Task brief: Word for word, return the lines from the start of the entries below through the line that has "for: wooden floor".

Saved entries
%%

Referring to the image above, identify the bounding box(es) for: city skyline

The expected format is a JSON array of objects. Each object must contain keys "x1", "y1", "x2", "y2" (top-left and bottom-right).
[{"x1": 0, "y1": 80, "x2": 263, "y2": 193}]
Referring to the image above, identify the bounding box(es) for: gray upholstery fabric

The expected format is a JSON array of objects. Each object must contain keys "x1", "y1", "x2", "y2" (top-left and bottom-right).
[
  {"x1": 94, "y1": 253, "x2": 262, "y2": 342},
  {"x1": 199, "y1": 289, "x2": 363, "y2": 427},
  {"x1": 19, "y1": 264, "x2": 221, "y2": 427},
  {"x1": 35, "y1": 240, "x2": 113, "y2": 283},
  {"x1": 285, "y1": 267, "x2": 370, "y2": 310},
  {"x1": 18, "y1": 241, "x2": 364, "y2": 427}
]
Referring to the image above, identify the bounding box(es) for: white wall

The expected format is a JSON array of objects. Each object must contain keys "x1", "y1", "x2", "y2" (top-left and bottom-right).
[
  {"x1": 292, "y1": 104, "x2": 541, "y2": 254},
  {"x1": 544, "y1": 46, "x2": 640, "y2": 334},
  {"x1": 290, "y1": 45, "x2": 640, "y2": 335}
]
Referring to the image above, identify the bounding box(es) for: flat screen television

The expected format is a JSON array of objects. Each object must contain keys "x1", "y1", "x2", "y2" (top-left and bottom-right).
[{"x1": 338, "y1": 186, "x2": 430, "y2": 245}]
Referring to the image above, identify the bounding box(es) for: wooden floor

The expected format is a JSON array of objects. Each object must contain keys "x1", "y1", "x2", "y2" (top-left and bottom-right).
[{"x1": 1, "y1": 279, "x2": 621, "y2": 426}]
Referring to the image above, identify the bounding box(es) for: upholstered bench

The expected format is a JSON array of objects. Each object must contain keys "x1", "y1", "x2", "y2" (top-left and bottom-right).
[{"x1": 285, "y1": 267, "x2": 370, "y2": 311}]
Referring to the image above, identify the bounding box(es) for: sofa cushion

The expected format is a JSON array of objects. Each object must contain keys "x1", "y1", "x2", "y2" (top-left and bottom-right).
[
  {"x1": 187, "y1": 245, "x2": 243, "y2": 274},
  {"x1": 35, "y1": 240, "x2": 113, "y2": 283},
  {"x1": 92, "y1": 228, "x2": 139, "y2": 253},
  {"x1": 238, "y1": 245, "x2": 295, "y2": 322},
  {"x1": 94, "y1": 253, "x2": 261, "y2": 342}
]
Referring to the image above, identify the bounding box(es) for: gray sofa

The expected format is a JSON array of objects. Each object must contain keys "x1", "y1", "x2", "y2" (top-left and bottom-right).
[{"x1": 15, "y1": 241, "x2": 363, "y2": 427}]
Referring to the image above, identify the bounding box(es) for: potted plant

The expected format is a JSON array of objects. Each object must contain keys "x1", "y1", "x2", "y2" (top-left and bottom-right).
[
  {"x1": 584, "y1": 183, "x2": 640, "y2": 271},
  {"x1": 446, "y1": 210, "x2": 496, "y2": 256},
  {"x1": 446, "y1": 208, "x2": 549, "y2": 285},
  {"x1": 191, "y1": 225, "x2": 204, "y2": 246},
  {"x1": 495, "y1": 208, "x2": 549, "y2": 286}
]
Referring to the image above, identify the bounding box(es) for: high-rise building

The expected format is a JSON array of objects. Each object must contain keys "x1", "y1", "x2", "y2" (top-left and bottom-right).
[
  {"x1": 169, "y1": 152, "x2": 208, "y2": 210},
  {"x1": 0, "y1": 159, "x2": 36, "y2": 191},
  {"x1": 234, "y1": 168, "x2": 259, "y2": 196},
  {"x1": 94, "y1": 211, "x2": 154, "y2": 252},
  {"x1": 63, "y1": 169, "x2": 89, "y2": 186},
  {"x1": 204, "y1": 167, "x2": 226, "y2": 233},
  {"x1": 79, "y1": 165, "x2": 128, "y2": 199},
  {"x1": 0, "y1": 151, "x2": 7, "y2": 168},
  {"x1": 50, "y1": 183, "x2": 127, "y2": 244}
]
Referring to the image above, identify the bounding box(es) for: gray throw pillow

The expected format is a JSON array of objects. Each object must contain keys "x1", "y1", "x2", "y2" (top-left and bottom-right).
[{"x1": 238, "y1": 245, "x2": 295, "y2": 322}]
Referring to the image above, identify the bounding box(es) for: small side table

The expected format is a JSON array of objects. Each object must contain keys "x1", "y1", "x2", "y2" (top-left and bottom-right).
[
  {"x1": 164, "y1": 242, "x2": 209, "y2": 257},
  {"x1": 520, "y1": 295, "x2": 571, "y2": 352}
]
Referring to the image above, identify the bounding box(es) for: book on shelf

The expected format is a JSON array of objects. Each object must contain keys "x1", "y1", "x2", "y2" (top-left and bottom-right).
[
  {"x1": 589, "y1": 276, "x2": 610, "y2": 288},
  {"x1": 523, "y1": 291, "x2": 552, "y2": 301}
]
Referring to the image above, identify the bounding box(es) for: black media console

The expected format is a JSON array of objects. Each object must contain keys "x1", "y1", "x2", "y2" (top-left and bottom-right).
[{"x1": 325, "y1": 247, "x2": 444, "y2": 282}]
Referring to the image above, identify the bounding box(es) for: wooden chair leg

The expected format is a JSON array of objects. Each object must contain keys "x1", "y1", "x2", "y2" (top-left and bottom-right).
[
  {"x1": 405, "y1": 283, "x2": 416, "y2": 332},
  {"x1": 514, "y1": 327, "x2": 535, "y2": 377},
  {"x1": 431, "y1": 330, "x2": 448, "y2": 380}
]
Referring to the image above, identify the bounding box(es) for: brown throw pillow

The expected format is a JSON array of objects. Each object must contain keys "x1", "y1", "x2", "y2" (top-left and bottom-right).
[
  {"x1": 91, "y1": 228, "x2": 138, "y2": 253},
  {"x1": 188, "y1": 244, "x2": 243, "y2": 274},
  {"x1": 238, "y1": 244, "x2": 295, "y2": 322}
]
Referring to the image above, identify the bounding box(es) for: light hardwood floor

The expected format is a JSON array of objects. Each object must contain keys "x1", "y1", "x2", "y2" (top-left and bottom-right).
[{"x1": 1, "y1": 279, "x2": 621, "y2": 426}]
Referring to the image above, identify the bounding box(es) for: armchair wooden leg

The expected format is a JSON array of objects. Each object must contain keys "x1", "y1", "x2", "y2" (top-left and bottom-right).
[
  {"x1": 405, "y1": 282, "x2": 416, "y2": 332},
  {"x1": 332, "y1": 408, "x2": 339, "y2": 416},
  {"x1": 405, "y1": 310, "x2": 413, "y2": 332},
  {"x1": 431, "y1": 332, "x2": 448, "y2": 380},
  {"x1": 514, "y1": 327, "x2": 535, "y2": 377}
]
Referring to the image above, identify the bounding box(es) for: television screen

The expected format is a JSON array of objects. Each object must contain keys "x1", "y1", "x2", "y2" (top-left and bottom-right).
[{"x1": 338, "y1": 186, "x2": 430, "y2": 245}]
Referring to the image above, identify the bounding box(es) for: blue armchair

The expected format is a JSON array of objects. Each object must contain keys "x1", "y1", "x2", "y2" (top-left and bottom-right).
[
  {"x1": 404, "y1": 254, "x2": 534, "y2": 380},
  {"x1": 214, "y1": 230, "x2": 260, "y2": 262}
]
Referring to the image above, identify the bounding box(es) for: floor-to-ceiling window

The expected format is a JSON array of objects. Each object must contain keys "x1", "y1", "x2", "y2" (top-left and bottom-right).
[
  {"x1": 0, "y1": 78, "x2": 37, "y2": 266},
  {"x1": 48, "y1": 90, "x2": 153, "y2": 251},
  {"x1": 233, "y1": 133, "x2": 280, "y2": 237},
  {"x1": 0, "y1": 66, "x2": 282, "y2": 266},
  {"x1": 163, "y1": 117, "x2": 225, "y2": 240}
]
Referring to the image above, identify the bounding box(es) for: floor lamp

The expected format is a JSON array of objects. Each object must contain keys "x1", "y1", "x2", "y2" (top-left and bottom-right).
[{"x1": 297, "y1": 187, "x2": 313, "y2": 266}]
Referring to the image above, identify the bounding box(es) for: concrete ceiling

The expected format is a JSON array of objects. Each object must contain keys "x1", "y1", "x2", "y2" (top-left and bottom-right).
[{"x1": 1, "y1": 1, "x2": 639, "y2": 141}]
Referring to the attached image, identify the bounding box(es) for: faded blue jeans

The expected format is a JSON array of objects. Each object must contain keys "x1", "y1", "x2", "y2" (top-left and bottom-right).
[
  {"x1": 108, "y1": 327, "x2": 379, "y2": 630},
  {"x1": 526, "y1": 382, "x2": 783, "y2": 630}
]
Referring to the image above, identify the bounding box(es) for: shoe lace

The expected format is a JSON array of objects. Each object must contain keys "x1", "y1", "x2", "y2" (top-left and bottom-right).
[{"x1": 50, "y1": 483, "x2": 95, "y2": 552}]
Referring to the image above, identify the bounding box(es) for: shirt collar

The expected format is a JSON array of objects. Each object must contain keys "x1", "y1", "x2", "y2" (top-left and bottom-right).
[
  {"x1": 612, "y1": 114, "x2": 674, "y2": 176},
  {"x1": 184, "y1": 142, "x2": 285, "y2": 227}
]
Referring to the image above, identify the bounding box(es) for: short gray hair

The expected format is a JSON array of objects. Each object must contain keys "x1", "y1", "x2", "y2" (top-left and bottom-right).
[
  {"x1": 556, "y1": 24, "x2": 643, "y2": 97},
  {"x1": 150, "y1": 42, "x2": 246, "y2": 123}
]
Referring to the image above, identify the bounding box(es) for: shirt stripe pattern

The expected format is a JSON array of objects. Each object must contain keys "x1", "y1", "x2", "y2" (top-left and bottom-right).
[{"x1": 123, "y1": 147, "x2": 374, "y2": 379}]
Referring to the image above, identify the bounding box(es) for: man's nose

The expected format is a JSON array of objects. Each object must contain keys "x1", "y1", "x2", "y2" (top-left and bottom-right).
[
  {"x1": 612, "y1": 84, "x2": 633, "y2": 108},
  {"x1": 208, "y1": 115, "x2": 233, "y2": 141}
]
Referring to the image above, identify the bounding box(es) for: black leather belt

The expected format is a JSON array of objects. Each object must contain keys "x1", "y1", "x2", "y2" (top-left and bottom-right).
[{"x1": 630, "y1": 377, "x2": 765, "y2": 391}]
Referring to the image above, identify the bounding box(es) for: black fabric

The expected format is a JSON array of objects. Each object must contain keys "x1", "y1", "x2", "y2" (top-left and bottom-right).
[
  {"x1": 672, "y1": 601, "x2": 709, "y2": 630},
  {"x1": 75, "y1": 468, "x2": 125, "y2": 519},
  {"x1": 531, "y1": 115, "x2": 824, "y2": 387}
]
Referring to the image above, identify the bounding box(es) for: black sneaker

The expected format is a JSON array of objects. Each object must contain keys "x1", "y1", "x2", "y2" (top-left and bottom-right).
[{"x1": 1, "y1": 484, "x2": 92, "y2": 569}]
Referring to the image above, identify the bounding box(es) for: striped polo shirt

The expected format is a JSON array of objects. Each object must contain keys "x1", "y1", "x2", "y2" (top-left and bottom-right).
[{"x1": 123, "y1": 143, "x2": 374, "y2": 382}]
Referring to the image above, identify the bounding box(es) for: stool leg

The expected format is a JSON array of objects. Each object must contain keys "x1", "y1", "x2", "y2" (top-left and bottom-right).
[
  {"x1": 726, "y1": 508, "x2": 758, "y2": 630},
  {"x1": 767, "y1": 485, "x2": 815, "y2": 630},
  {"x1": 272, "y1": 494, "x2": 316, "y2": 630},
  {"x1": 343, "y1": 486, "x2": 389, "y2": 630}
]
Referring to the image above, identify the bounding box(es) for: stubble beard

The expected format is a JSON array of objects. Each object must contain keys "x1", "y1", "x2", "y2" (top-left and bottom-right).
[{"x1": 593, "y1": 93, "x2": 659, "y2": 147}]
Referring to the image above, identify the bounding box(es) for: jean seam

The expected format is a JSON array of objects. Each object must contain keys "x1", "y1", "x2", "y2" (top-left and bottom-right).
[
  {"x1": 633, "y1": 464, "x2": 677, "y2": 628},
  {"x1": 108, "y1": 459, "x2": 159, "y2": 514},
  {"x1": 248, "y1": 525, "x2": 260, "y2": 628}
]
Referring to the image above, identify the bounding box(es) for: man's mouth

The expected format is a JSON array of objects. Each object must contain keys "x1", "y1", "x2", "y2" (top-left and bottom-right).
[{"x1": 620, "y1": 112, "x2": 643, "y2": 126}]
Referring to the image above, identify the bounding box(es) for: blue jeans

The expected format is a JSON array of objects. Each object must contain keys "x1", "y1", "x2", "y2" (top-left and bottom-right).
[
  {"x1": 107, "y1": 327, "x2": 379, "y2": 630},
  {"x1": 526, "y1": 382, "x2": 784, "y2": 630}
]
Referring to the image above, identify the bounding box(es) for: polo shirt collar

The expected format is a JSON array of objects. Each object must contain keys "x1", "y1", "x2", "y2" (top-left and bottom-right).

%%

Exercise result:
Referring to the image above, identify the bounding box(es) for: city skyline

The expected format is a JSON array of objects. Each object must contain keys "x1", "y1", "x2", "y2" (top-left and bottom-right).
[{"x1": 0, "y1": 80, "x2": 263, "y2": 193}]
Referring to the image above, identify the bounding box(es) for: gray upholstery fabric

The expected format is a JSON array of objects. Each object must contain keys "x1", "y1", "x2", "y2" (top-left and bottom-right).
[
  {"x1": 94, "y1": 253, "x2": 262, "y2": 342},
  {"x1": 199, "y1": 289, "x2": 363, "y2": 427},
  {"x1": 19, "y1": 264, "x2": 221, "y2": 427},
  {"x1": 35, "y1": 240, "x2": 113, "y2": 283},
  {"x1": 285, "y1": 267, "x2": 370, "y2": 310},
  {"x1": 18, "y1": 241, "x2": 364, "y2": 427}
]
Referring to the image above, identify the bounding box(es) for: white wall

The expected format is a JSON array of objects. Each object must contain keys "x1", "y1", "x2", "y2" (top-left and bottom-right).
[
  {"x1": 292, "y1": 104, "x2": 541, "y2": 254},
  {"x1": 544, "y1": 46, "x2": 640, "y2": 334},
  {"x1": 290, "y1": 45, "x2": 640, "y2": 335}
]
Referring to the image above, identify the bounding box(es) for: flat screen television

The expected format is a JSON array of objects. Each object must contain keys "x1", "y1", "x2", "y2" (top-left and bottom-right).
[{"x1": 338, "y1": 186, "x2": 430, "y2": 245}]
Referring to the image above, identify the bounding box(es) for: wooden floor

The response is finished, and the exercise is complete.